## PAGE EXTRACT
------------------------------------------------

Compiler design is a complex topic, and is considered specialized knowledge even among professional software engineers. NI LabVIEW software is a multiparadigmatic graphical programming environment that incorporates a wide variety of concepts including data flow, object orientation, and event-driven programming. LabVIEW is also exceedingly cross-platform, targeting multiple OSs, chipsets, embedded devices, and field-programmable gate arrays (FPGAs).
National Instruments website has a wealth of information about the LabVIEW compiler. In this blog post, I have done my best to provide a simplified explanation.
1. LabVIEW Compile Process
First in the compilation of a VI is type propagation, which is responsible for resolving implied types for terminals that can adapt to type and detect syntax errors. After type propagation, the VI is converted from the editor model into the data flow intermediate representation (DFIR) graph used by the compiler.
The compiler executes several transforms, such as dead code elimination, on the DFIR graph to decompose, optimize, and prepare it for code generation. The DFIR graph is then translated into a Low-Level Virtual Machine (LLVM) intermediate representation (IR), and a series of passes is run over the IR to further optimize and lower it – eventually – to machine code.
2. DFIR Provides a High-Level Intermediate Representation
DFIR is a hierarchical, graph-based IR of block diagram code. Similar to G-code, DFIR is composed of various nodes with terminals that can be connected to other terminals. Some nodes, such as loops, contain diagrams, which may in turn contain other nodes.
The picture above shows an initial DFIR of a simple VI. As the compile progresses, DFIR nodes may be moved, split apart, or injected, but the compiler will still preserve characteristics, such as parallelism, inherent in the developer’s G code.
3. DFIR Decompositions and Optimizations
Once in DFIR, the VI runs through a series of decomposition transforms that reduce or normalize the DFIR graph. After the DFIR graph is thoroughly decomposed, the DFIR optimization passes begin. There are more than 30 decompositions and optimizations that can improve the performance of LabVIEW code.
4. DFIR Back-End Transforms
After the DFIR graph is decomposed and optimized, the back-end transforms execute. These transforms evaluate and annotate the DFIR graph in preparation for ultimately lowering the DFIR graph to a LLVM IR.
The clumper is responsible for grouping nodes into clumps, which can run in parallel. The inplacer identifies when allocations can be reused and when a copy must be made. After the inplacer runs, the allocator reserves the memory that the VI needs to execute.

------------------------------------------------

## SHORT PROBLEM 1
Answer these about the LabVIEW compiler post:
(a) Which step comes first in the compilation of a VI?
(b) How many decompositions and optimizations can improve the performance of LabVIEW code?
(c) What does the inplacer identify?

## RECORD EXTRACTS

------------------------------------------------

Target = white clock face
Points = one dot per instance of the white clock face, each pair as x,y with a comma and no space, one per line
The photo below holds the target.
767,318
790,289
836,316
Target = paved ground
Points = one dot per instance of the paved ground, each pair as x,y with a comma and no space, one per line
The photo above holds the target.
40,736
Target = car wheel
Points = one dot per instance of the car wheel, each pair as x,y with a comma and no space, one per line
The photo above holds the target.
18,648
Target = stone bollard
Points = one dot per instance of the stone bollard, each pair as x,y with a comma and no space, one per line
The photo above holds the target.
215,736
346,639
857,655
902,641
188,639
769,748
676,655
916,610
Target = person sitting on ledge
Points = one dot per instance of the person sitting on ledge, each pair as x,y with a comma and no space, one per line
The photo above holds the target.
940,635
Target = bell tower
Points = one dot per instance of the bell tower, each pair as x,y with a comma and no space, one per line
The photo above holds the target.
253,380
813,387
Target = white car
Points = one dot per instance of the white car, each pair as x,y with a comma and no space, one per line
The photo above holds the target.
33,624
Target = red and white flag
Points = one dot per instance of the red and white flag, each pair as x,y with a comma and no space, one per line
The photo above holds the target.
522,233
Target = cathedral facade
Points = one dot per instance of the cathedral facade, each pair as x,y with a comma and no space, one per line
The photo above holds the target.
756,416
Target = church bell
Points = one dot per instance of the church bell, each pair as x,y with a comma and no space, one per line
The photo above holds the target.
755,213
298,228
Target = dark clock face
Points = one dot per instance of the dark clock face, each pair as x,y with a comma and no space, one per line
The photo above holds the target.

------------------------------------------------

## SHORT PROBLEM 2
Find each line of the entries that contains the string "wheel", matching case, and copy those lines.

## RIGHT ANSWER 1
(a) Type propagation.
(b) More than 30.
(c) When allocations can be reused and when a copy must be made.

## RIGHT ANSWER 2
Target = car wheel
Points = one dot per instance of the car wheel, each pair as x,y with a comma and no space, one per line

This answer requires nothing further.